* **Set problem**
Please list every distinct username that posts in the frost thread below, in order of first appearance, naming each only once.

# Frost !!!



## UncleJoe (Jan 11, 2009)

We had our first frost on Thursday night  6 weeks before we normally should. It appears to have been very localized and we were among the lucky few that got hit. Cukes, beans, and cantaloupe are done. Tomatoes took a pretty good hit but the plants had a lot of foliage and only the outer layers seem to have been affected. It doesn't appear that any of the fruit was ruined. It looks like the corn is going to pull through also. What a lousy growing season.


----------



## Canadian (Dec 14, 2008)

Frost so soon? I'm in Canada and there's no frost here. You have some strange weather.


----------



## Jason (Jul 25, 2009)

Wow. Keep that on your side side of the state. we still have corn and sun flowers that aren't even close to being ready to harvest.


----------



## CVORNurse (Oct 19, 2008)

I feel your pain uncle Joe. I planted my first ever fall garden 3 weeks ago. Since then, the weather has been unseasonably cool for south Arkansas. Friends at work tell me not to worry, but..... I really want those greenbeans to put up. Only got 4 quarts this summer to preserve. Rest we ate, it had been so long for fresh ones.

Now I am going to enjoy the unseasonable coolness by turning on my attic fan today and doing some cleaning out.


----------



## UncleJoe (Jan 11, 2009)

Over the weekend I took a close look at everything. The tomato vines are all dying so I pulled off the larger ones and brought them inside to hopefully ripen. Corn looks good as well as the second planting of peas, beets, and broccoli. 
We have low rolling hills here. It appears that enough cold air settled into the hollow where the lower garden is planted to give us the frost. The corn is more at the top of the hill, about 20' higher than everything else. I guess that's what saved it.


----------



## sailaway (Mar 12, 2009)

I live right by Lake Erie, the lake keeps us warm right into November, no frost until then. Towns 10 miles south do get frost earlier though. Our only problem is when spring comes we stay cool right until the end of May or early June.


----------

* **Supplied records**
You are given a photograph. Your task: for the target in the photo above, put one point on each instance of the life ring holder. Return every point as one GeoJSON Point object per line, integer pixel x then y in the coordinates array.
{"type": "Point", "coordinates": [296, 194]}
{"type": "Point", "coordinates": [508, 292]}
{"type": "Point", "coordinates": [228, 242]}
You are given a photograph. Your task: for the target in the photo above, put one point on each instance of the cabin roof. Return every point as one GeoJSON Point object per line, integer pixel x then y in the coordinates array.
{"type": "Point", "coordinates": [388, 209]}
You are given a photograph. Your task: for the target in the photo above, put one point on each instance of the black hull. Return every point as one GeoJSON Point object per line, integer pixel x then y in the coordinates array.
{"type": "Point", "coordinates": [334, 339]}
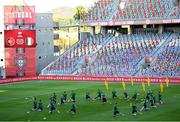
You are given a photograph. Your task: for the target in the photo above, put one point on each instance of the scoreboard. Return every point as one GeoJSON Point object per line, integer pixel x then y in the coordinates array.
{"type": "Point", "coordinates": [20, 44]}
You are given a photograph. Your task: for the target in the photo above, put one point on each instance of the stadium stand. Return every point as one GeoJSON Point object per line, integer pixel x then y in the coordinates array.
{"type": "Point", "coordinates": [117, 10]}
{"type": "Point", "coordinates": [120, 54]}
{"type": "Point", "coordinates": [167, 62]}
{"type": "Point", "coordinates": [67, 62]}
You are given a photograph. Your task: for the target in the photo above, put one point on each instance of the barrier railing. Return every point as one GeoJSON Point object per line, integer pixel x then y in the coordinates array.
{"type": "Point", "coordinates": [94, 79]}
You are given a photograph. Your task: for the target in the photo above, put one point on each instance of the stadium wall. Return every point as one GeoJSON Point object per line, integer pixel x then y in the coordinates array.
{"type": "Point", "coordinates": [94, 79]}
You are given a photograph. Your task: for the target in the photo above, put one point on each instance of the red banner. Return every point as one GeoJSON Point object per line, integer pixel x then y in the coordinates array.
{"type": "Point", "coordinates": [19, 15]}
{"type": "Point", "coordinates": [20, 62]}
{"type": "Point", "coordinates": [19, 38]}
{"type": "Point", "coordinates": [94, 79]}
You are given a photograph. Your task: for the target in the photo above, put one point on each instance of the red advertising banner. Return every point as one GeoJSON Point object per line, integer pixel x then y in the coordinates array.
{"type": "Point", "coordinates": [20, 62]}
{"type": "Point", "coordinates": [19, 15]}
{"type": "Point", "coordinates": [19, 38]}
{"type": "Point", "coordinates": [134, 22]}
{"type": "Point", "coordinates": [94, 79]}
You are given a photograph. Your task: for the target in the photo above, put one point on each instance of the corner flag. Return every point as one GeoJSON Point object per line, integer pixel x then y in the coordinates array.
{"type": "Point", "coordinates": [106, 84]}
{"type": "Point", "coordinates": [167, 82]}
{"type": "Point", "coordinates": [149, 81]}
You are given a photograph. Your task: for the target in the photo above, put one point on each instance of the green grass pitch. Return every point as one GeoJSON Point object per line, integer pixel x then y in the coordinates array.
{"type": "Point", "coordinates": [14, 105]}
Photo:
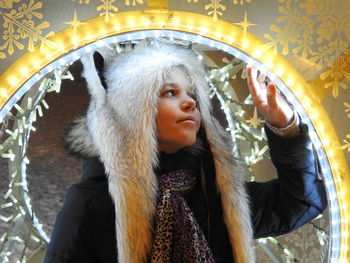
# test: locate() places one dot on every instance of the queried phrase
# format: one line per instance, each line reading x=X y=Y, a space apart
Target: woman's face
x=178 y=119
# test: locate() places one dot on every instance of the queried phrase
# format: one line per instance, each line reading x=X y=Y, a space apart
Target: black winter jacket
x=85 y=232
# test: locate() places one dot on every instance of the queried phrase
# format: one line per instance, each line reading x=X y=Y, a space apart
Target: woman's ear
x=99 y=64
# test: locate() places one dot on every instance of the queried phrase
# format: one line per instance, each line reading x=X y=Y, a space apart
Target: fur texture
x=120 y=129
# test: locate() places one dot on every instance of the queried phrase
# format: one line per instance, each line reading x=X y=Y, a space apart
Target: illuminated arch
x=22 y=74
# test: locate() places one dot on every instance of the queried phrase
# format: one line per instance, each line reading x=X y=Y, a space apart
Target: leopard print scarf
x=178 y=237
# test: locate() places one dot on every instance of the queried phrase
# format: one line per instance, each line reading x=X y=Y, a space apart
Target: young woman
x=160 y=182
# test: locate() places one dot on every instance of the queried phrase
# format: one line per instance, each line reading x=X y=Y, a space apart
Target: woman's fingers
x=272 y=96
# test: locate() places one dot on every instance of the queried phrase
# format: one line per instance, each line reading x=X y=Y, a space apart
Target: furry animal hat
x=120 y=129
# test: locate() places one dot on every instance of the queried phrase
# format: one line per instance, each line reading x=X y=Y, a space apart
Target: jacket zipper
x=204 y=187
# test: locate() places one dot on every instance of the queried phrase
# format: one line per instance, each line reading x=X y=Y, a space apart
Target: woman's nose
x=188 y=104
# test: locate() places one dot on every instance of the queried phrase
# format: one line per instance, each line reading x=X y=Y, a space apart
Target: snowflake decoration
x=346 y=145
x=134 y=2
x=347 y=106
x=216 y=6
x=75 y=23
x=19 y=24
x=107 y=6
x=319 y=32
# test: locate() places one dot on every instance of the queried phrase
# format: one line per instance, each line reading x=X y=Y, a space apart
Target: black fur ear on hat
x=99 y=64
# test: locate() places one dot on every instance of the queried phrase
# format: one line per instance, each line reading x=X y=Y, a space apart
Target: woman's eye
x=169 y=93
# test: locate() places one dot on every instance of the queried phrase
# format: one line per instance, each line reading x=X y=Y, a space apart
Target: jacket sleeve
x=70 y=238
x=297 y=196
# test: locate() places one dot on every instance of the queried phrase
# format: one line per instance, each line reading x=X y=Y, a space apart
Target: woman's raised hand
x=268 y=100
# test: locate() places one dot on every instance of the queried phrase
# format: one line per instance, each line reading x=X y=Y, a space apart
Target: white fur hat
x=120 y=129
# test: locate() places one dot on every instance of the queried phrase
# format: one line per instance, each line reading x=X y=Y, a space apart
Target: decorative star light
x=245 y=24
x=75 y=23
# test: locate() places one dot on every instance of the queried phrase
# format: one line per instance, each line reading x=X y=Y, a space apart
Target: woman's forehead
x=180 y=78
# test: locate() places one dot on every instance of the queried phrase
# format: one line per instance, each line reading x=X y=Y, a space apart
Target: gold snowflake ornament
x=319 y=32
x=20 y=24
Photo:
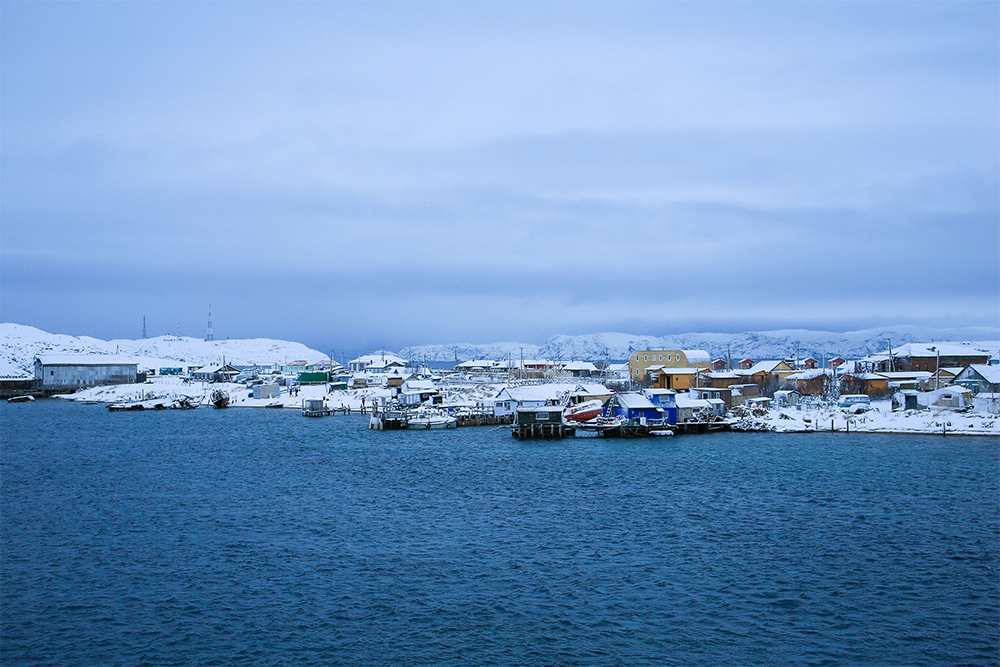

* **Task solution**
UncleJoe
Canadian
Jason
CVORNurse
sailaway